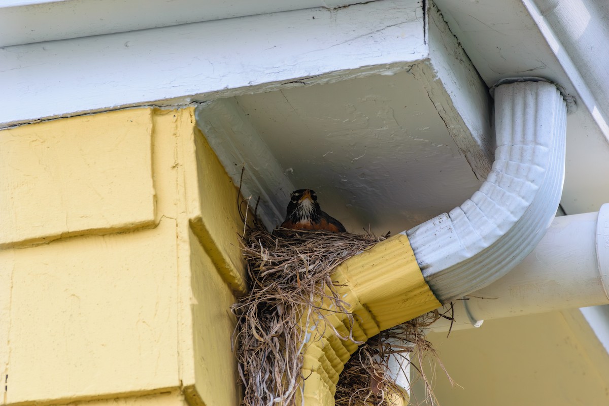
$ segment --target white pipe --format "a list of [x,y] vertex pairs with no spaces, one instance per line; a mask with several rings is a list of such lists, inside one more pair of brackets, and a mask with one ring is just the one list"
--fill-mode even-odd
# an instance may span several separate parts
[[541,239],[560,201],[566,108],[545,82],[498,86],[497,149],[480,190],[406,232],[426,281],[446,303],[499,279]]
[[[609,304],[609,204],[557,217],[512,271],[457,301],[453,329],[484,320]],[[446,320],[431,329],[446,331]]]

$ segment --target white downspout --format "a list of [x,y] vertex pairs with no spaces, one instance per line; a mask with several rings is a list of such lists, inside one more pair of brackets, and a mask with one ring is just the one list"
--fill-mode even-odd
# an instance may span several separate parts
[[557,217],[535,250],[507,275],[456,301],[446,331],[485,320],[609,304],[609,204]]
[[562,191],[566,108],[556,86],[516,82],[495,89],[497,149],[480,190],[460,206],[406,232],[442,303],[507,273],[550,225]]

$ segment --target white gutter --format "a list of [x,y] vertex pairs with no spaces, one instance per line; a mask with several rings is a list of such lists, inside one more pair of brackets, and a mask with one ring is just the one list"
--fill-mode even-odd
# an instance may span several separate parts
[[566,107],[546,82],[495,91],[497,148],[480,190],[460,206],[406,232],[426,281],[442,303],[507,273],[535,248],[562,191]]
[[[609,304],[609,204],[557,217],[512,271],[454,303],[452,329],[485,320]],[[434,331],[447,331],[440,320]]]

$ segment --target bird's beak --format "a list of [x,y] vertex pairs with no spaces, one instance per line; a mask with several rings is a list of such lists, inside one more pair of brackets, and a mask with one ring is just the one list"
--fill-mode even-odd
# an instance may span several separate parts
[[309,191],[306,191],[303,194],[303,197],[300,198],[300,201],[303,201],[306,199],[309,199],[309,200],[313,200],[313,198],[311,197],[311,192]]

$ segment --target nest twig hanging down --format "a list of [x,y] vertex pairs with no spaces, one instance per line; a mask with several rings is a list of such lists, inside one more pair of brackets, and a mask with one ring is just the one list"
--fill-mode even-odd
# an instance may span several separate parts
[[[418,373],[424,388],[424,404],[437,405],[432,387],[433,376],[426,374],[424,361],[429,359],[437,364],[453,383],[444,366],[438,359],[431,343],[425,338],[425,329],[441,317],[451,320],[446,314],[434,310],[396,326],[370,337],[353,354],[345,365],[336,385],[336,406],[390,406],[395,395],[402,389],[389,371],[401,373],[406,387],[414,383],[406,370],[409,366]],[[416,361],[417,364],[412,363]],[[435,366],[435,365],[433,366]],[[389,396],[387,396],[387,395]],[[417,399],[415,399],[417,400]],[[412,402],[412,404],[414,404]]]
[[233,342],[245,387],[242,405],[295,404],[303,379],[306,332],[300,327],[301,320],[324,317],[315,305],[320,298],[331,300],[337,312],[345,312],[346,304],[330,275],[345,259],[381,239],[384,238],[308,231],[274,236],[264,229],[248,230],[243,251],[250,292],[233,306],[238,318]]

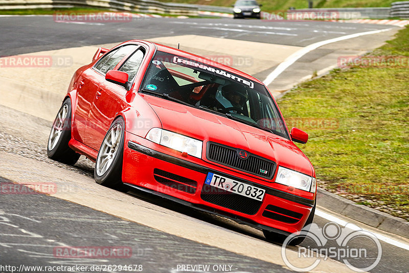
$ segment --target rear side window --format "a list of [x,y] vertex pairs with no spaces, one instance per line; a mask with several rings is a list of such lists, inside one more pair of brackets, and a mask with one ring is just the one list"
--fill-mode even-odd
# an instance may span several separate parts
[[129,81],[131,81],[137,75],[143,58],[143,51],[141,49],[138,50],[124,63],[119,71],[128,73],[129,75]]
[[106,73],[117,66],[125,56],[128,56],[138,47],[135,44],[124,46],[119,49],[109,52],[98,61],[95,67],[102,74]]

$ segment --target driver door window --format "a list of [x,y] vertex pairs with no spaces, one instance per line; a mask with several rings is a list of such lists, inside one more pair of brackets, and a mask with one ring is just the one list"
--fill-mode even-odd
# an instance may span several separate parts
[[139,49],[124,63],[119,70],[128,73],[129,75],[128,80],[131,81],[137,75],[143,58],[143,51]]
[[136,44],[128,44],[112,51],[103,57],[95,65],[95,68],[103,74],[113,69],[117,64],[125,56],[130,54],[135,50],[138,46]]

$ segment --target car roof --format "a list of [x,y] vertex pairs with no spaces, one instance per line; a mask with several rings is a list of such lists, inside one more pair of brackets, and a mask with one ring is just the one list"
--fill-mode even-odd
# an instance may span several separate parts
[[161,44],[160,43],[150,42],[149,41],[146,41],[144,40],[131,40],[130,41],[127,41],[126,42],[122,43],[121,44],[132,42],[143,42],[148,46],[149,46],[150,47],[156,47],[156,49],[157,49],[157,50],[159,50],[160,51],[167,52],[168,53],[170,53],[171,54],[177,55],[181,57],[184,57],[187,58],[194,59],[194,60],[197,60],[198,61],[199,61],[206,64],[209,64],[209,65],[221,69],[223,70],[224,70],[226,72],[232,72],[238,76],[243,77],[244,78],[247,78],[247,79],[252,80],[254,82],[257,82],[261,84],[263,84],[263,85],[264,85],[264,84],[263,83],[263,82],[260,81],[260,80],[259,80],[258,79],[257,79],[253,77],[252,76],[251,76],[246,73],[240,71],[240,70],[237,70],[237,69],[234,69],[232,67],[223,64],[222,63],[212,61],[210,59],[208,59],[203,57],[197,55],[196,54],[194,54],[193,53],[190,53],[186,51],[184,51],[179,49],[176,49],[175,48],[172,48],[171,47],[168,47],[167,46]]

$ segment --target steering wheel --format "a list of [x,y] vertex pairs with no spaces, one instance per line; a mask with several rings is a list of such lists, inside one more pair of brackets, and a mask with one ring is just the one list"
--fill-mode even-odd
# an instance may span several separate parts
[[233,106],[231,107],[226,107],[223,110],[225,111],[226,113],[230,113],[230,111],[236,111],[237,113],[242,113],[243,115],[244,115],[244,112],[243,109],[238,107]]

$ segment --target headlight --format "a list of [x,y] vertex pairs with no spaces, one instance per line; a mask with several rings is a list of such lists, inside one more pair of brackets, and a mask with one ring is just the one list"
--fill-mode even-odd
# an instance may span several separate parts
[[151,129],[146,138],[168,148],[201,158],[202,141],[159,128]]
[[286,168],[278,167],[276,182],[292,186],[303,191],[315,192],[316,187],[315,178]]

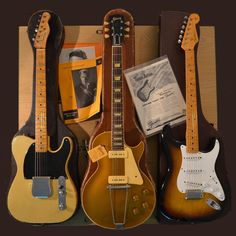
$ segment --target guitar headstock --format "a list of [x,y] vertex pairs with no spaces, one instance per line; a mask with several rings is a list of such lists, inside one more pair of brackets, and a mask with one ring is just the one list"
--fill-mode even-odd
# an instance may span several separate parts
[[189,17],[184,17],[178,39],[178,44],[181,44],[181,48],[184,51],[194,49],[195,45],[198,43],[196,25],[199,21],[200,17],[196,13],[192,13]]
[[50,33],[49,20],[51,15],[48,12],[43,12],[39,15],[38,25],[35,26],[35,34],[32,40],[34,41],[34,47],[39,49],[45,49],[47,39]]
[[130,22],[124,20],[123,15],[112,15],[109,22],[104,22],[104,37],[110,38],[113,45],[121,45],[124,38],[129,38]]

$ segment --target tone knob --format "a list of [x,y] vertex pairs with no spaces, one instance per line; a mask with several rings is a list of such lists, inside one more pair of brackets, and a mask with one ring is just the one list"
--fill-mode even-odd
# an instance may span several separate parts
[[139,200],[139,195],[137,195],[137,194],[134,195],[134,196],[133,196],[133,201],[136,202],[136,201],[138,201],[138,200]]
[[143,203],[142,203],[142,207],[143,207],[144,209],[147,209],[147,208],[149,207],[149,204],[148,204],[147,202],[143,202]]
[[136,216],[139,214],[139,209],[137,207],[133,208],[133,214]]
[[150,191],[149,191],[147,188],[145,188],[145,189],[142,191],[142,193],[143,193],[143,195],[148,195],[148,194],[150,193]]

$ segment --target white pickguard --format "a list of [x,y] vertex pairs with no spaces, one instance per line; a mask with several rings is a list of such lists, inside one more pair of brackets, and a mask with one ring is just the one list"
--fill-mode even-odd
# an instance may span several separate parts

────────────────────────────────────────

Rewrite every item above, replacing "even-odd" with "nonzero" and keeping everything else the same. Leave the pictures out.

$ segment --target white pipe --format "a list of [x,y] vertex pairs with no spaces, one instance per line; a mask with several rings is a list of such lists, inside one more pair of brackets, and a mask with one ring is just the one list"
--fill-mode nonzero
# an instance may span several separate parts
[[541,239],[560,201],[566,108],[545,82],[498,86],[497,149],[480,190],[406,232],[426,281],[446,303],[499,279]]
[[[609,304],[609,204],[557,217],[512,271],[457,301],[453,329],[484,320]],[[446,320],[431,329],[446,331]]]

$ segment --target white downspout --format "a list of [x,y] vertex pairs with no spaces, one instance per line; a mask with several rings is a list of such lists, inside one more pair of brackets, and a mask with one ring is just the one list"
--fill-mode nonzero
# an instance may span several separate parts
[[557,217],[535,250],[507,275],[456,301],[446,331],[485,320],[609,304],[609,204]]
[[562,191],[566,108],[556,86],[516,82],[495,89],[497,149],[480,190],[460,206],[406,232],[442,303],[507,273],[550,225]]

$ segment --target white gutter --format "a list of [x,y] vertex pairs with no spaces, one instance per line; a mask with several rings is a list of such lists, inside one more pair of brackets, and a mask with one ring is just the one list"
--fill-mode nonzero
# an instance may span several separate parts
[[566,107],[546,82],[495,91],[497,148],[480,190],[460,206],[406,232],[426,281],[442,303],[507,273],[535,248],[562,191]]
[[[609,304],[609,204],[557,217],[512,271],[454,303],[452,329],[485,320]],[[434,331],[447,331],[440,320]]]

$ segment --target bird's beak --format "a list of [x,y] vertex pairs with no spaces, one instance per line; a mask with several rings is a list of such lists, inside one more pair of brackets, and a mask with one ring is just the one list"
--fill-mode nonzero
# an instance may span several separate parts
[[309,191],[306,191],[303,194],[303,197],[300,198],[300,201],[303,201],[306,199],[309,199],[309,200],[313,200],[313,198],[311,197],[311,192]]

$ segment --target nest twig hanging down --format "a list of [x,y] vertex pairs with no spaces, one instance per line; a mask with several rings is a list of such lists, inside one more pair of brackets, and a mask with one ring is just the one list"
--fill-mode nonzero
# an instance may span several separate parts
[[[418,373],[424,388],[424,404],[437,405],[432,387],[433,376],[426,374],[424,361],[429,359],[437,364],[453,383],[444,366],[438,359],[431,343],[425,338],[425,329],[441,317],[451,320],[446,314],[434,310],[396,326],[370,337],[353,354],[345,365],[336,385],[336,406],[390,406],[395,395],[402,389],[389,371],[401,373],[406,387],[414,383],[406,370],[409,366]],[[416,361],[417,364],[412,363]],[[435,366],[435,365],[433,366]],[[389,396],[387,396],[387,395]],[[417,399],[415,399],[417,400]],[[412,402],[412,404],[414,404]]]
[[233,342],[245,387],[242,405],[295,404],[303,379],[306,332],[300,327],[301,320],[324,317],[315,305],[320,298],[331,300],[337,312],[345,312],[346,304],[330,275],[345,259],[381,239],[384,238],[308,231],[274,236],[264,229],[248,230],[243,251],[250,292],[233,306],[238,318]]

$ segment --target rear side window --format "a list of [x,y] vertex pairs with no spaces, one instance per line; a mask with several rings is a list of such lists, inside one more pair of brackets, and a mask with one ring is just the one list"
--fill-mode nonzero
# an instance may span several separate parts
[[129,81],[131,81],[137,75],[143,58],[143,51],[141,49],[138,50],[124,63],[119,71],[128,73],[129,75]]
[[106,73],[117,66],[125,56],[128,56],[138,47],[135,44],[124,46],[119,49],[109,52],[98,61],[95,67],[102,74]]

$ segment --target driver door window --format "a list of [x,y] vertex pairs with no spaces, one instance per line; a mask with several rings is a list of such lists, inside one more pair of brackets, and a mask with one ring is just the one list"
--fill-mode nonzero
# an instance may span several separate parts
[[139,49],[124,63],[119,70],[128,73],[129,75],[128,80],[131,81],[137,75],[143,58],[143,51]]
[[136,44],[128,44],[112,51],[103,57],[95,65],[95,68],[103,74],[113,69],[117,64],[125,56],[130,54],[135,50],[138,46]]

$ segment --target car roof --format "a list of [x,y] vertex pairs with no spaces, one instance per line; a mask with several rings is a list of such lists, inside one more pair of brackets, and a mask with one ring is just the one list"
--fill-mode nonzero
# an instance may span several separate parts
[[161,44],[160,43],[150,42],[149,41],[146,41],[144,40],[131,40],[130,41],[127,41],[126,42],[122,43],[121,44],[132,42],[143,42],[148,46],[149,46],[150,47],[156,47],[156,49],[157,49],[157,50],[159,50],[160,51],[167,52],[168,53],[170,53],[171,54],[177,55],[181,57],[184,57],[187,58],[194,59],[194,60],[197,60],[198,61],[199,61],[206,64],[209,64],[209,65],[221,69],[223,70],[224,70],[226,72],[232,72],[238,76],[243,77],[244,78],[247,78],[247,79],[252,80],[254,82],[257,82],[261,84],[263,84],[263,85],[264,85],[264,84],[263,83],[263,82],[260,81],[260,80],[259,80],[258,79],[257,79],[253,77],[252,76],[251,76],[246,73],[240,71],[240,70],[237,70],[237,69],[234,69],[232,67],[223,64],[222,63],[212,61],[210,59],[208,59],[203,57],[197,55],[196,54],[194,54],[193,53],[190,53],[186,51],[184,51],[179,49],[176,49],[175,48],[172,48],[171,47],[168,47],[167,46]]

$ segment --target steering wheel --format "a list of [x,y] vertex pairs with no spaces, one instance per line; a mask with several rings is a list of such lists, inside one more pair of brackets, and a mask with one ring is just the one list"
--fill-mode nonzero
# an instance may span several separate parts
[[233,106],[231,107],[226,107],[223,110],[225,111],[226,113],[230,113],[230,111],[236,111],[237,113],[242,113],[243,115],[244,115],[244,112],[243,109],[238,107]]

$ segment --target headlight --format "a list of [x,y] vertex pairs with no spaces, one instance per line; a mask with several rings is a list of such lists, inside one more pair of brackets, and a mask with one ring is just the one list"
--fill-mode nonzero
# an instance may span several separate parts
[[151,129],[146,138],[168,148],[201,158],[202,141],[159,128]]
[[286,168],[278,167],[276,182],[292,186],[303,191],[315,192],[316,187],[315,178]]

$ segment --target guitar headstock --format "a list of [x,y] vertex pairs with no spaces, one instance per line; a mask with several rings is a list of such lists, inside one more pair of brackets, and a mask with one ring is just the one list"
--fill-mode nonzero
# an instance may span several separate parts
[[189,17],[184,17],[178,39],[178,44],[181,44],[181,48],[184,51],[194,49],[195,45],[198,43],[196,25],[199,21],[200,17],[196,13],[192,13]]
[[50,33],[49,20],[51,15],[48,12],[43,12],[39,15],[38,25],[35,26],[35,34],[32,40],[34,41],[34,47],[39,49],[45,49],[47,39]]
[[130,22],[124,20],[123,15],[112,15],[109,22],[104,22],[104,37],[110,38],[113,45],[121,45],[124,38],[129,38]]

$ segment --target tone knob --format "a list of [x,y] vertex pairs with no spaces, one instance per line; a mask with several rings is a list of such lists, inside one more pair of brackets, and a mask with one ring is just the one list"
--fill-mode nonzero
# an instance may span several separate parts
[[139,200],[139,195],[137,195],[137,194],[134,195],[134,196],[133,196],[133,201],[136,202],[136,201],[138,201],[138,200]]
[[143,203],[142,203],[142,207],[143,207],[144,209],[147,209],[147,208],[149,207],[149,204],[148,204],[147,202],[143,202]]
[[136,216],[139,214],[139,209],[137,207],[133,208],[133,214]]
[[150,191],[149,191],[147,188],[145,188],[145,189],[142,191],[142,193],[143,193],[143,195],[148,195],[148,194],[150,193]]

$ segment --target white pickguard --format "a list of [x,y] vertex pairs with no spaces, one instance per line; a mask with several rings is a list of such lists, inside one more pair of brackets, and a mask with one ring is just the one list"
--fill-mode nonzero
# an instance may span several separate parts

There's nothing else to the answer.